Title :
Effectiveness of fractal dimension for ASR in low resource language
Author :
Zaki, Mohammadi ; Shah, N.J. ; Patil, Hemant A.
Author_Institution :
Dhirubhai Ambani Inst. of Inf. & Commun. Technol. (DA-IICT), Gandhinagar, India
Abstract :
We propose to use multiscale fractal dimension (MFD) as components of feature vectors for automatic speech recognition (ASR) especially in low resource languages. Speech, which is known to be a nonlinear process, can be efficiently represented by extracting some nonlinear properties, such as fractal dimension, from the speech segment. During speech production, vortices (generated due to presence of separated airflow) may travel along the vocal tract and excite vocal tract resonators at the epiglottis, velum, palate, teeth, lips, etc. By Kolmogorov´s law, the gradient in energy levels between these vortices produces turbulence. This ruggedness, and in effect, the embedded features of different phoneme classes, can be captured by invariant property of FD. Furthermore, speech is a multifractal, which justifies the use of multiscale fractal dimension as feature components for speech. In this paper, we describe the multifractal nature of speech signal and use this property for automatic phonetic segmentation task. The results show a significant decrease in % EER (≈ 4.2 % from traditional MFCC base features and ≈ 2.5 % from MFCC appended with 1-D fractal dimension). The DET curves clearly show improvement in the performance with the new multiscale fractal dimension-based features for low resource language under consideration.
Keywords :
speech recognition; vectors; ASR; DET curve; Kolmogorov law; MFCC base features; automatic phonetic segmentation; automatic speech recognition; energy level; feature vector; low resource language; multiscale fractal dimension; nonlinear property; phoneme class; speech production; vocal tract resonator; vortices; Feature extraction; Fractals; Mel frequency cepstral coefficient; Production; Speech; Speech processing; Vectors; Automatic phonetic segmentation; multifractal; multiscale fractal dimension; nonlinearities;
Conference_Titel :
Chinese Spoken Language Processing (ISCSLP), 2014 9th International Symposium on
Conference_Location :
Singapore
DOI :
10.1109/ISCSLP.2014.6936645

▶ Exercise requirements
The paper listing above names the spots in the vocal tract where vortices may excite resonators. List each of them.

▶ Dataset excerpts
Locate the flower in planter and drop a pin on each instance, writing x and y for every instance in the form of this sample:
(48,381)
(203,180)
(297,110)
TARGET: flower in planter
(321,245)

▶ Solution for this task
Epiglottis, velum, palate, teeth, lips